Can you reproduce, word for word, the lines of the data below, starting at the line that contains "Pin a point on every instance of the leafy" and ending at the last line of the data, with both of those lines included?

----------------

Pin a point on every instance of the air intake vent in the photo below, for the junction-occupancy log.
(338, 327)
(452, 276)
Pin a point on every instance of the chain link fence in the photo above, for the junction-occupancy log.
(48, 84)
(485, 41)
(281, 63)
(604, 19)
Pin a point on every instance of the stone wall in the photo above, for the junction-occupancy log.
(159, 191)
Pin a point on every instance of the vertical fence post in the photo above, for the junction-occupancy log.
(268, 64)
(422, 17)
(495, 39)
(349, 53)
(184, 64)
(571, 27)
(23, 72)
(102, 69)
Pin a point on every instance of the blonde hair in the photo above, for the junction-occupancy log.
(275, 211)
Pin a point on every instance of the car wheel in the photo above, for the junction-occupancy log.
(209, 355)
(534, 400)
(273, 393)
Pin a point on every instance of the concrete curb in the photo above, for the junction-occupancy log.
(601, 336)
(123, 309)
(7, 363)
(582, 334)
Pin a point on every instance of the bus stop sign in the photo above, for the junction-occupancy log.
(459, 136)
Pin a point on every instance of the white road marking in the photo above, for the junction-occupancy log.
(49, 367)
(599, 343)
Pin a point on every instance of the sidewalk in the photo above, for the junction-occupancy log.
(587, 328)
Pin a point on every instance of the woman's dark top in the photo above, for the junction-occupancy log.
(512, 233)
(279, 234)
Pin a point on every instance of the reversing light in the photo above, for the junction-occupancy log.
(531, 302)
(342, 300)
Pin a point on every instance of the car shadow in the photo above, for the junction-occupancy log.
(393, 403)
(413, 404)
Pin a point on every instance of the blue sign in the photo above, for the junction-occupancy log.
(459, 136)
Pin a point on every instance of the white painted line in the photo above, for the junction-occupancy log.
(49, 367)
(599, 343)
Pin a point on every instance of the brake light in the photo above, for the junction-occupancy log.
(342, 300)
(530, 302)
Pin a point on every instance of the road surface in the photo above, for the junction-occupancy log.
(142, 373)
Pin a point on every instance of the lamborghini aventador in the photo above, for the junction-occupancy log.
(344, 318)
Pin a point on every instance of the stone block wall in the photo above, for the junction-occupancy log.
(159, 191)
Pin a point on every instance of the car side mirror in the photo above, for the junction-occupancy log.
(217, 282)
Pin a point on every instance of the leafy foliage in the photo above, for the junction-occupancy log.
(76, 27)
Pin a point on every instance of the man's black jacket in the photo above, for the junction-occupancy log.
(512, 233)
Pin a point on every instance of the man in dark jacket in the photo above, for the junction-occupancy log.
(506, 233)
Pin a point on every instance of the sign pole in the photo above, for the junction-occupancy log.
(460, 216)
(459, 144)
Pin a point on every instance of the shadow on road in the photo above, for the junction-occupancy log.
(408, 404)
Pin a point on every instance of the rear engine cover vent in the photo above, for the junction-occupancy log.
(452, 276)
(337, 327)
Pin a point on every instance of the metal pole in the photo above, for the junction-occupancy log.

----------------

→ OUTPUT FOR THIS TASK:
Pin a point on every instance of the leafy foliage in the photo above, for the junction-occupancy log.
(76, 27)
Pin a point on every instance of the man's black jacket in the photo above, for the junction-occupancy log.
(512, 233)
Pin a point on every instance of the man in dark jacket in the photo above, for the junction-occupancy log.
(506, 233)
Pin a point on every instance of the sign pole in the photo above, for the junction-occupancy log.
(460, 216)
(459, 144)
Pin a point on every instance of the shadow on road in the photo above, for the junction-occupancy log.
(408, 404)
Pin a point on every instance of the rear engine cover vent in the photo above, for the junction-occupancy log.
(452, 276)
(337, 327)
Pin a point on every instance of the metal pole in the photo above, for the junction-occupancy log.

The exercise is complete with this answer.